We estimate the annual cost of constructing and operating a second acid 
plant to control SO2 emissions is about $872 per ton of 
SO2 removed. While we consider the cost of a new acid plant 
to be reasonable, we are proposing a performance standard as BART 
rather than prescribing a particular method of control. For 
NOX, we propose to set an annual emission limit of 40 tpy 
from the BART-eligible units, based on our proposed determination that 
no NOX controls are needed for BART at the Hayden Smelter. 
Finally, we are proposing an emission limit and associated compliance 
requirements for PM10.
    Affected Class I Areas: Twelve Class I areas are within 300 km of 
the Hayden Smelter. Their nearest borders range from 48 km to 239 km 
away. Galiuro WA and Superstition WA are the closest, followed by 
Saguaro NP and Sierra Ancha WA. The highest baseline 98th percentile 
visibility impact is 1.7 dv at Superstition, with impacts at Galiuro 
slightly lower. Baseline visibility impacts at each of the twelve areas 
exceed 0.5 dv. The cumulative sum of visibility impacts over all the 
Class I areas is 12.1 dv.
    Facility Overview: ASARCO Hayden Smelter is a batch-process copper 
smelter in Gila County, Arizona. We previously approved ADEQ's 
determination that converters 1, 3, 4 and 5 and Anode Furnaces 1 and 2 
at the facility are BART-eligible.\96\ We also approved ADEQ's 
determination that these units are subject to BART for SO2 
and that BART for PM10 at ASARCO Hayden is no additional 
controls. However, we disapproved ADEQ's determination that existing 
controls constitute BART for SO2 and that the units are not 
subject to BART for NOX. In light of these disapprovals and 
our FIP duty for regional haze in Arizona, we are required to 
promulgate a FIP to address BART for SO2 and NOX.

(Referring expression grounding data)
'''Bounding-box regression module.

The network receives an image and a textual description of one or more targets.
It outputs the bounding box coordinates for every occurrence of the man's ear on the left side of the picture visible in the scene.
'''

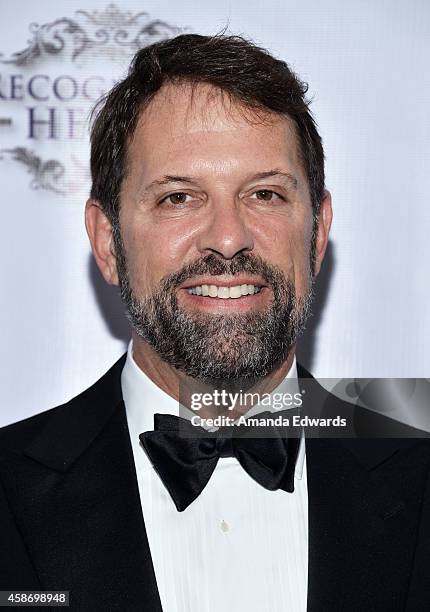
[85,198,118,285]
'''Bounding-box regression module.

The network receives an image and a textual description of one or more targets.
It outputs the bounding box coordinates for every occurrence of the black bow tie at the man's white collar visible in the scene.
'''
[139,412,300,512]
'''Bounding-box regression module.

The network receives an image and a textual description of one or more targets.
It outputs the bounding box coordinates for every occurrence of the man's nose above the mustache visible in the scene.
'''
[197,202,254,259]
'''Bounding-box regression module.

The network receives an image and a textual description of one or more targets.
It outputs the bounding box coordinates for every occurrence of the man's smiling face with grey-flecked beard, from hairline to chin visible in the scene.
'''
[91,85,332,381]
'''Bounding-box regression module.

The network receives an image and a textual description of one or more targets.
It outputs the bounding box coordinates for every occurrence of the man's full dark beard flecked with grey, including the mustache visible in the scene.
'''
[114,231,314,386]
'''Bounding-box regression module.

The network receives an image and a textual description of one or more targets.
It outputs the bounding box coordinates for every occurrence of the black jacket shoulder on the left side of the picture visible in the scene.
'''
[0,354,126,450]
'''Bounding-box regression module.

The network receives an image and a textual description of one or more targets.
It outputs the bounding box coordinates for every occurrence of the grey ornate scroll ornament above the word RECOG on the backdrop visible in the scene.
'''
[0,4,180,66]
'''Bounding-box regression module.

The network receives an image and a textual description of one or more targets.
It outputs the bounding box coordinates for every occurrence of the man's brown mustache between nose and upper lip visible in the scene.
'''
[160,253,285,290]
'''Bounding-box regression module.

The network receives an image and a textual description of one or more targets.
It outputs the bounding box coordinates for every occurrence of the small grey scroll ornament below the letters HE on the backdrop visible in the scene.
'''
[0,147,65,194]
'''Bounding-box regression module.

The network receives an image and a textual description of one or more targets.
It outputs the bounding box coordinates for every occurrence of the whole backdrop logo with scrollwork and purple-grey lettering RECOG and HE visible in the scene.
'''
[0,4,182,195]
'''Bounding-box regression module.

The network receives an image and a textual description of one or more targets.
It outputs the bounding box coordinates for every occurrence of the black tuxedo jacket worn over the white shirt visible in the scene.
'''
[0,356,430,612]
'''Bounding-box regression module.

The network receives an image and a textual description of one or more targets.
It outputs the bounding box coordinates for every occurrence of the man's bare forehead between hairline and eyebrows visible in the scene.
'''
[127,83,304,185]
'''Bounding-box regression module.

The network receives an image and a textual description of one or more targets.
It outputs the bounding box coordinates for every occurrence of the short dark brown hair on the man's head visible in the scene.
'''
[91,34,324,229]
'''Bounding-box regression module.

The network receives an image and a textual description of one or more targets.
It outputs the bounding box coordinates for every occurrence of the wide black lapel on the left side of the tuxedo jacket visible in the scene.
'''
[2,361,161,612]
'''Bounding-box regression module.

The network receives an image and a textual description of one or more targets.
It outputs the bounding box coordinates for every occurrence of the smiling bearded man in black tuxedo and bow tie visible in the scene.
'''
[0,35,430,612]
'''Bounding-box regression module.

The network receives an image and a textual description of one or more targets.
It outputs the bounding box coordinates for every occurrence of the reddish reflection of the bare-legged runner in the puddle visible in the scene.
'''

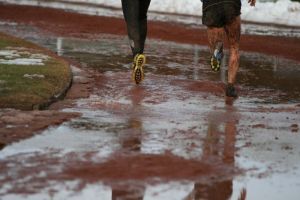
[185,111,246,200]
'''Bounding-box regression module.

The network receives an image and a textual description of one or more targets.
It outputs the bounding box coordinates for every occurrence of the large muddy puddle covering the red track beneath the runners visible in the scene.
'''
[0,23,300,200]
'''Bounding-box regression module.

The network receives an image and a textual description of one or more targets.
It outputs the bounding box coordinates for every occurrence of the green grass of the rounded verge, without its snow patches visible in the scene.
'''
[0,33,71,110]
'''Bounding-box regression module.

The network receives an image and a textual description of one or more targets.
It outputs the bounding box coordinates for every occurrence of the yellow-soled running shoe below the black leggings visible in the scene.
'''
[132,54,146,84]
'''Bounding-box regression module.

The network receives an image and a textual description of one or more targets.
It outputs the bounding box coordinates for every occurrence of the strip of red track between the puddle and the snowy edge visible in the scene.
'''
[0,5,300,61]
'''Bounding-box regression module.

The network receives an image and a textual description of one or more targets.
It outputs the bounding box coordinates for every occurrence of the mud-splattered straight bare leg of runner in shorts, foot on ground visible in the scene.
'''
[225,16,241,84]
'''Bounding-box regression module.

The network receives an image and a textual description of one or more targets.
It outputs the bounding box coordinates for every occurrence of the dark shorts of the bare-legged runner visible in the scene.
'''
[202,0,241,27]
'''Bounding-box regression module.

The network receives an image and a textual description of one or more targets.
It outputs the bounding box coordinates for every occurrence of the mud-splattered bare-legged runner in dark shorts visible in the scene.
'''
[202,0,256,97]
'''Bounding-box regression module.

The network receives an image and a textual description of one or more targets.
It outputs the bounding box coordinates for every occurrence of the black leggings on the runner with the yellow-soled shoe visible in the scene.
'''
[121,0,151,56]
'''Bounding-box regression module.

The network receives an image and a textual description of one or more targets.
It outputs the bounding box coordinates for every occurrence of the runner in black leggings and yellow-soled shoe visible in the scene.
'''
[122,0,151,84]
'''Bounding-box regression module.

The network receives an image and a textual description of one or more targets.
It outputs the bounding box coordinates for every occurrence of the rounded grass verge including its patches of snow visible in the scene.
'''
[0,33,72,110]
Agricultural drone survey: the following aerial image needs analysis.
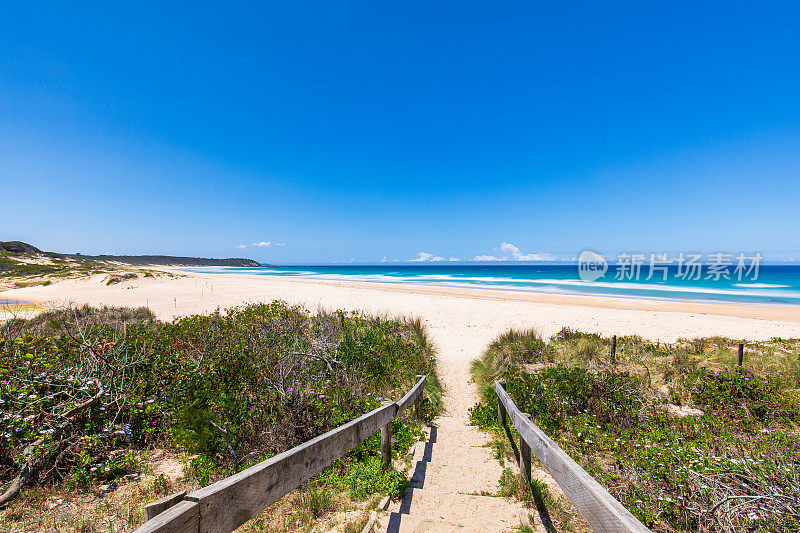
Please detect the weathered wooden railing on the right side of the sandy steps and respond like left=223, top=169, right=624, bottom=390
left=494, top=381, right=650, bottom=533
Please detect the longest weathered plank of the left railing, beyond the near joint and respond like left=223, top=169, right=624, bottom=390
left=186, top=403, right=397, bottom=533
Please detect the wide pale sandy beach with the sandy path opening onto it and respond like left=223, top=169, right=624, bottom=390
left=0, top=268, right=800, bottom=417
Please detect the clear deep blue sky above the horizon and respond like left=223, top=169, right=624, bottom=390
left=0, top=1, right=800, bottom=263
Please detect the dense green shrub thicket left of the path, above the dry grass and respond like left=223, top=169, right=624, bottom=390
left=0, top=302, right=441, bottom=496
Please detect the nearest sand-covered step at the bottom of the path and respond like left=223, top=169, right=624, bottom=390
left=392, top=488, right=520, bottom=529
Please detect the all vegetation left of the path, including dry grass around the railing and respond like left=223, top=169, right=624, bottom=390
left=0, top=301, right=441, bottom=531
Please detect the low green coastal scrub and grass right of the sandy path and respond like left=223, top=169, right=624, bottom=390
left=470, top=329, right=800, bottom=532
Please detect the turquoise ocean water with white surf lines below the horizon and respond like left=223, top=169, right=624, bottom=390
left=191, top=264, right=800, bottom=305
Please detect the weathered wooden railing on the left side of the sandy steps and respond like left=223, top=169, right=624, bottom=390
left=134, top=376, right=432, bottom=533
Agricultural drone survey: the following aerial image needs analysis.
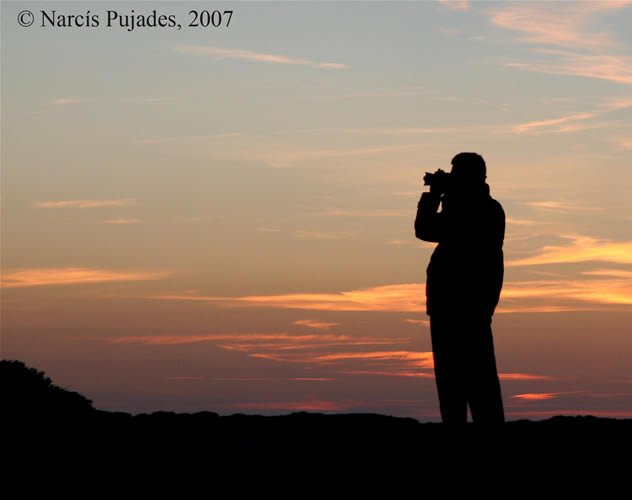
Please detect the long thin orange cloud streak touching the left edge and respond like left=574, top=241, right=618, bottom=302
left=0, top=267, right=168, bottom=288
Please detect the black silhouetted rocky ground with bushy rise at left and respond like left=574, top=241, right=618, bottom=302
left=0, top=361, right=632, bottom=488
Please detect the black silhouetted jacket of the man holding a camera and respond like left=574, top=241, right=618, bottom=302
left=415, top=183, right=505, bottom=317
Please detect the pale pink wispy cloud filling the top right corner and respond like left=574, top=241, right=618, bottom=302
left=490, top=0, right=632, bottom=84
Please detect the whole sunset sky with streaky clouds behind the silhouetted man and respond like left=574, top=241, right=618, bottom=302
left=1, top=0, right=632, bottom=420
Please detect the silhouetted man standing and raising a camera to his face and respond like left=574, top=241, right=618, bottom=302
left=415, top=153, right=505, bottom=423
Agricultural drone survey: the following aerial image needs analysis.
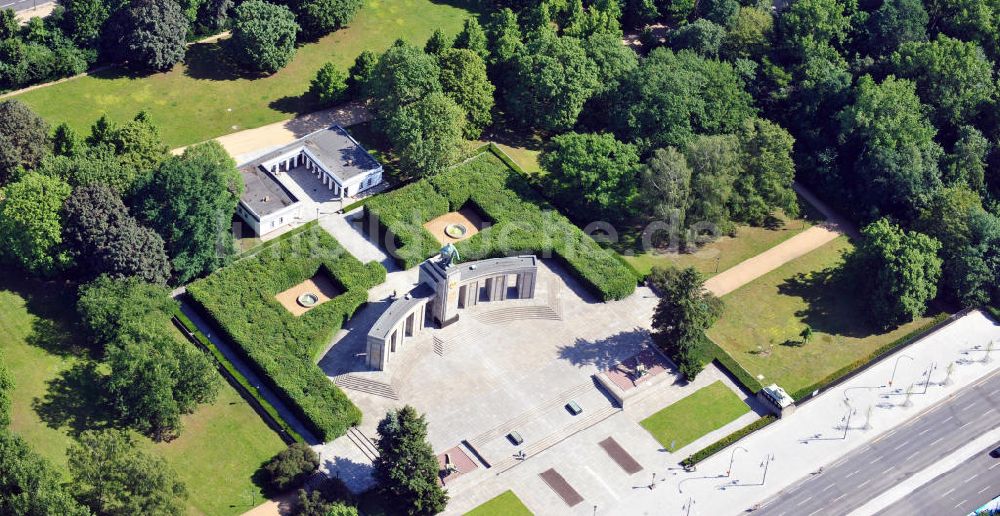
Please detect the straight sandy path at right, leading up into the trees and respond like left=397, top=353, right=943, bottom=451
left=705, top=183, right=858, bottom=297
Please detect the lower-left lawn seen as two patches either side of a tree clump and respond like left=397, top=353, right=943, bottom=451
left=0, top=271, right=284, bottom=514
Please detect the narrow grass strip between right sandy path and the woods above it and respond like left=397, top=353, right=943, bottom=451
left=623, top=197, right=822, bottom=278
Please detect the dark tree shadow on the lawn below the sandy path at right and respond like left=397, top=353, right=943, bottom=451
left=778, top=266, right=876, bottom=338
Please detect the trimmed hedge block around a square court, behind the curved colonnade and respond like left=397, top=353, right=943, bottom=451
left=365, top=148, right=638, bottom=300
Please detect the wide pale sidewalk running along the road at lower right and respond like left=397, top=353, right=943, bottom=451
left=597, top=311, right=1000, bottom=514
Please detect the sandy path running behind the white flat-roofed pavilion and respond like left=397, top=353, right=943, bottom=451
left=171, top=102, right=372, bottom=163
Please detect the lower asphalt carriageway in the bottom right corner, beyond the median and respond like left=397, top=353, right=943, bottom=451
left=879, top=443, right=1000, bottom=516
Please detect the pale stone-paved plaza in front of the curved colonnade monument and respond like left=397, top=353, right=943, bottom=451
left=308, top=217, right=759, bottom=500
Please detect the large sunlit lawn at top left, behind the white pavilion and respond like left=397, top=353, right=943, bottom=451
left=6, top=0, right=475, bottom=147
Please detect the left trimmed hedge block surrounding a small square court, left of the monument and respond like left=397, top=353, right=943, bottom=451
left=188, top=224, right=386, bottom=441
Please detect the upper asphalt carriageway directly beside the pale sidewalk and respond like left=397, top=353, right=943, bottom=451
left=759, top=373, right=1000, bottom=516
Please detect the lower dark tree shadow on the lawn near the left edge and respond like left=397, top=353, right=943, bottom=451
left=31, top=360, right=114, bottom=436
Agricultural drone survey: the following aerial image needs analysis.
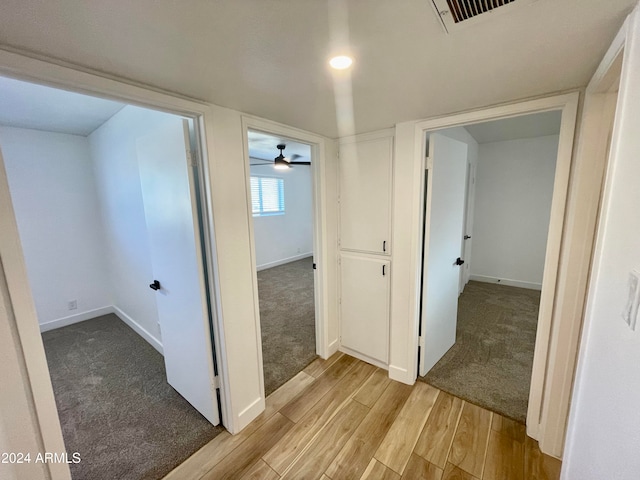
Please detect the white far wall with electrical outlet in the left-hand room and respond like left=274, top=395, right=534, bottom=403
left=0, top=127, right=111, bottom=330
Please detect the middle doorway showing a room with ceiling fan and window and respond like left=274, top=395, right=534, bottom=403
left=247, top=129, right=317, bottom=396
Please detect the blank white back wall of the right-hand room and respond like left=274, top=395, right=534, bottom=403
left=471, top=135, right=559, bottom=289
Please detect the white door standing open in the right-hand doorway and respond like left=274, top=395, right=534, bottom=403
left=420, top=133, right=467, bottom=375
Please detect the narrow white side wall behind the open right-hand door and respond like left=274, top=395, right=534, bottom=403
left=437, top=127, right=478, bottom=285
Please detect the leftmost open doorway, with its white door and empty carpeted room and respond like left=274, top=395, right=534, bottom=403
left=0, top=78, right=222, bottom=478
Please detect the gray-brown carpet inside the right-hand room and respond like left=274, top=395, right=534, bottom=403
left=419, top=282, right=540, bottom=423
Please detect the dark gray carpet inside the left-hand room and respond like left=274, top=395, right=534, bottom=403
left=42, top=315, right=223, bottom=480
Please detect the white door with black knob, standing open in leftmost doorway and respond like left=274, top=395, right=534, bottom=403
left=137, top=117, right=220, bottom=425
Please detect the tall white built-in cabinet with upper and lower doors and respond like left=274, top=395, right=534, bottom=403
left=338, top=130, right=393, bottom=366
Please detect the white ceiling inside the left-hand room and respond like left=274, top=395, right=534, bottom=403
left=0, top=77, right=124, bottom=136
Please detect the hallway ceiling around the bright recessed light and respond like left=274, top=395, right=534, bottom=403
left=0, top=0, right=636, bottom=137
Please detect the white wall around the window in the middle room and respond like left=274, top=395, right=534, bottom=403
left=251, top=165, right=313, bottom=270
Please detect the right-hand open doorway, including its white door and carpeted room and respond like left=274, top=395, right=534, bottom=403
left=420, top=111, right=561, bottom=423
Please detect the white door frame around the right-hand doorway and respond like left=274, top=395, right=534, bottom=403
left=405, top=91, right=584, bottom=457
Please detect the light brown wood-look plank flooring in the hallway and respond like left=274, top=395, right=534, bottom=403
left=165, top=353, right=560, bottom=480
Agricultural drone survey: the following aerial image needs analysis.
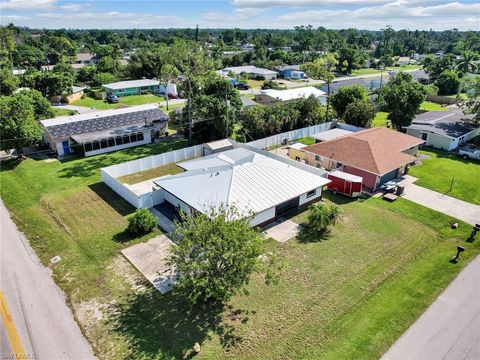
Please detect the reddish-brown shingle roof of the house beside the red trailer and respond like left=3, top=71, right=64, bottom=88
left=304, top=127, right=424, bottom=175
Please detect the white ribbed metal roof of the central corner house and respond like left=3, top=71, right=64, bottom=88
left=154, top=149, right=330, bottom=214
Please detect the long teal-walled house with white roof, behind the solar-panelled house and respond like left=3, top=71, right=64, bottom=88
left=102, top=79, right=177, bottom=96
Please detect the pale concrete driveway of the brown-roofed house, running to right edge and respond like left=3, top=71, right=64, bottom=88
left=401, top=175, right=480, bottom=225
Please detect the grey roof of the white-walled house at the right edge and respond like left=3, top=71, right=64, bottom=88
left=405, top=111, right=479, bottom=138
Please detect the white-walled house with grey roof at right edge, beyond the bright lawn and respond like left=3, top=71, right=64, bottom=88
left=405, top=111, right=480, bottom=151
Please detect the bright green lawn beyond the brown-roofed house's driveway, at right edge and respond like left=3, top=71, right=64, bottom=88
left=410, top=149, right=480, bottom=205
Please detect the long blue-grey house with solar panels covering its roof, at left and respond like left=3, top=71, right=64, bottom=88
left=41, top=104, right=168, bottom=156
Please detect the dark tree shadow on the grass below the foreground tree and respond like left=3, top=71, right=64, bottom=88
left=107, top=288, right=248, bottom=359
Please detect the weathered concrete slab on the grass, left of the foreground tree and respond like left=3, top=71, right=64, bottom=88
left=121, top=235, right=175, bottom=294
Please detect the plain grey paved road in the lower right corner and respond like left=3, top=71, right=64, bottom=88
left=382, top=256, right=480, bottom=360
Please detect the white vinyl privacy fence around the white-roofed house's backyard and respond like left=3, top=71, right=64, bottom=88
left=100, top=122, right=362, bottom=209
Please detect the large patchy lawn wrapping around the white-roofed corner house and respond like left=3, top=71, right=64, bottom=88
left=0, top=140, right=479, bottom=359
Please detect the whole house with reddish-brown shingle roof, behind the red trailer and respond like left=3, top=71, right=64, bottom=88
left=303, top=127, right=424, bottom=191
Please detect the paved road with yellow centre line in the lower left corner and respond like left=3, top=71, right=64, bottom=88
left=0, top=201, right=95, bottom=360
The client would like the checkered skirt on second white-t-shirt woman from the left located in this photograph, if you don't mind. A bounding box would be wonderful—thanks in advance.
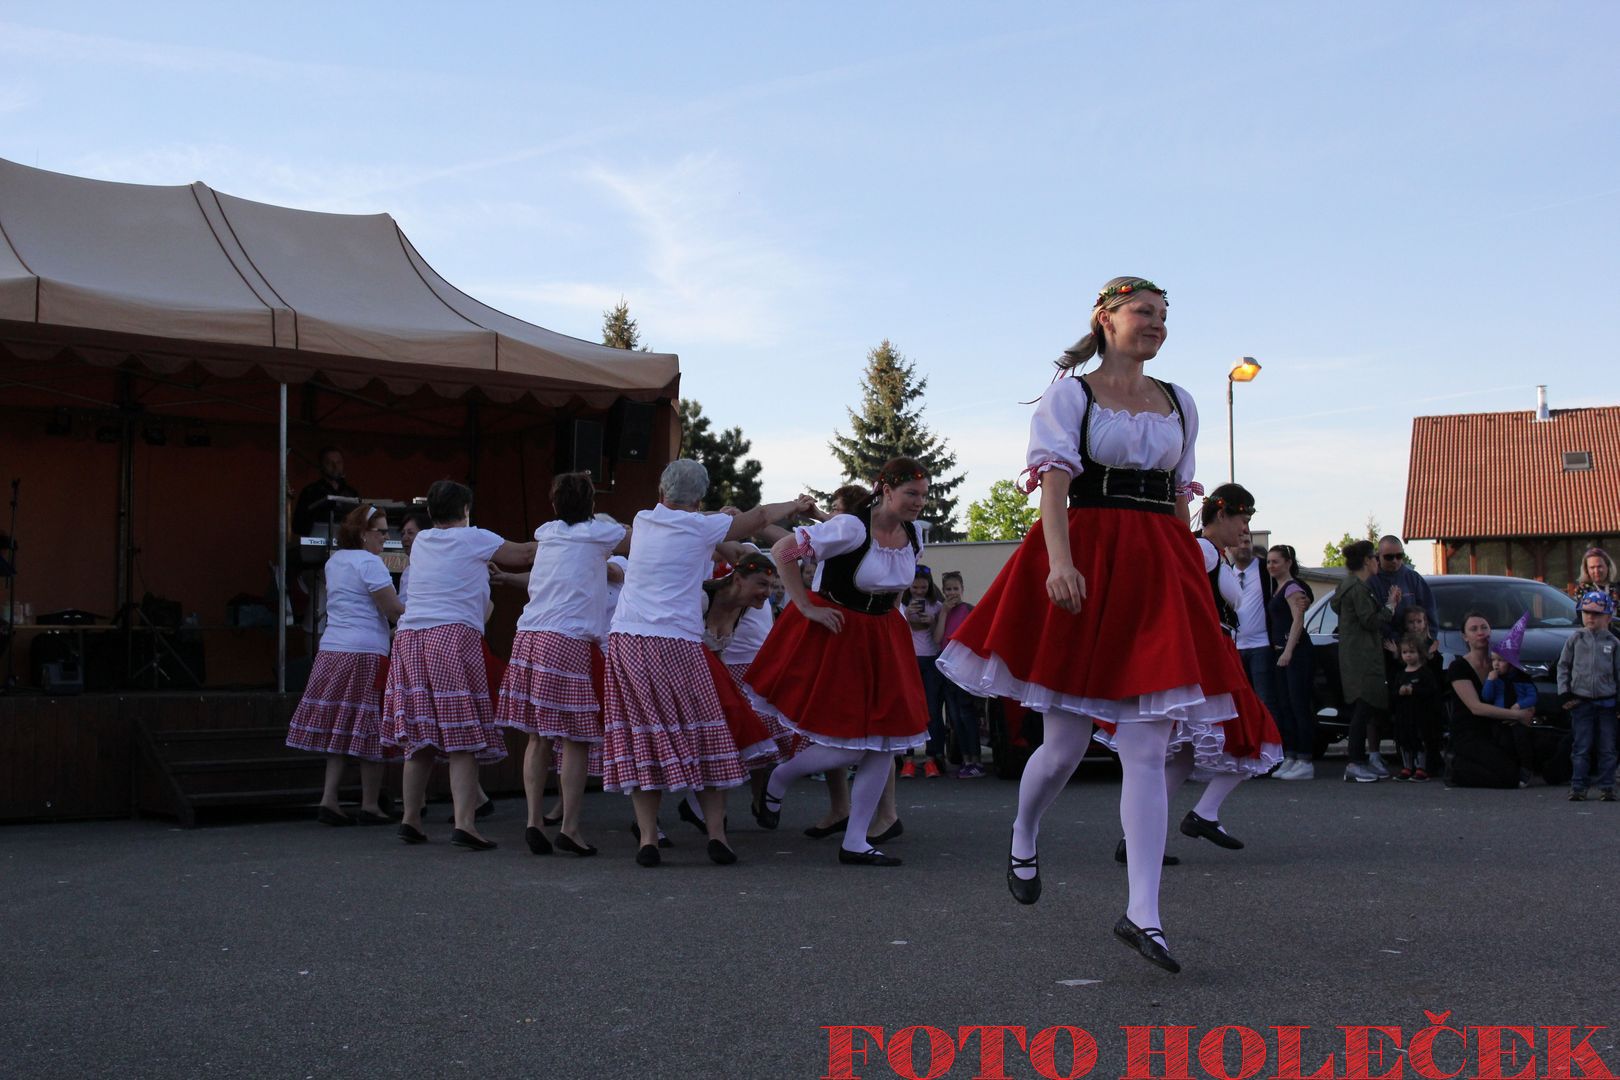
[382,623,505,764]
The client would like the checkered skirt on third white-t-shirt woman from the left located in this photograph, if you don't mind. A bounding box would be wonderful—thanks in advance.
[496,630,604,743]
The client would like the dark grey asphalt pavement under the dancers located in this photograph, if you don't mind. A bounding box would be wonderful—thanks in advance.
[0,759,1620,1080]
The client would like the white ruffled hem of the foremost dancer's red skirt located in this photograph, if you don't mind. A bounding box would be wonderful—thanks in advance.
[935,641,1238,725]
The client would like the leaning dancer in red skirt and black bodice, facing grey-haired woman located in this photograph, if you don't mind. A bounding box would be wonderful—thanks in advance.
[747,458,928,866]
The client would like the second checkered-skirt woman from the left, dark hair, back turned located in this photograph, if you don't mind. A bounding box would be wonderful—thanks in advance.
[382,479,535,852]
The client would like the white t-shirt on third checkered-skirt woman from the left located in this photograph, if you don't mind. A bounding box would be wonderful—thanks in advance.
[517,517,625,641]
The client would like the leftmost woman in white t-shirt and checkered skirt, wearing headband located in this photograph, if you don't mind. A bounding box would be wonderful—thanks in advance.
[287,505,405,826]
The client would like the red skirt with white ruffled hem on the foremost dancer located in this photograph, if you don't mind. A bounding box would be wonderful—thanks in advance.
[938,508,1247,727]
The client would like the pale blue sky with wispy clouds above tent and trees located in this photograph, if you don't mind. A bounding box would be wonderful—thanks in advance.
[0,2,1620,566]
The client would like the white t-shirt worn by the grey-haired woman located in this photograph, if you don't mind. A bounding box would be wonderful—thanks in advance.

■ **PROBLEMS TO SOLVE**:
A: Name every Class I area that the Hayden Smelter excerpt identifies by name.
B: Reproduce the Hayden Smelter excerpt word for word, from "We estimate the" to "requirements for PM10.".
C: Answer these questions using the Hayden Smelter excerpt:
(i) What is the estimated annual cost per ton of SO2 removed for building and running a second acid plant?
(ii) What is the cumulative sum of visibility impacts over all the Class I areas?
(iii) In which county and state is the ASARCO Hayden Smelter located?

■ **TASK-BY-TASK RESULTS**:
A:
Galiuro WA
Superstition WA
Saguaro NP
Sierra Ancha WA

B:
We estimate the annual cost of constructing and operating a second acid 
plant to control SO2 emissions is about $872 per ton of 
SO2 removed. While we consider the cost of a new acid plant 
to be reasonable, we are proposing a performance standard as BART 
rather than prescribing a particular method of control. For 
NOX, we propose to set an annual emission limit of 40 tpy 
from the BART-eligible units, based on our proposed determination that 
no NOX controls are needed for BART at the Hayden Smelter. 
Finally, we are proposing an emission limit and associated compliance 
requirements for PM10.

C:
(i) About $872 per ton of SO2 removed.
(ii) 12.1 dv.
(iii) Gila County, Arizona.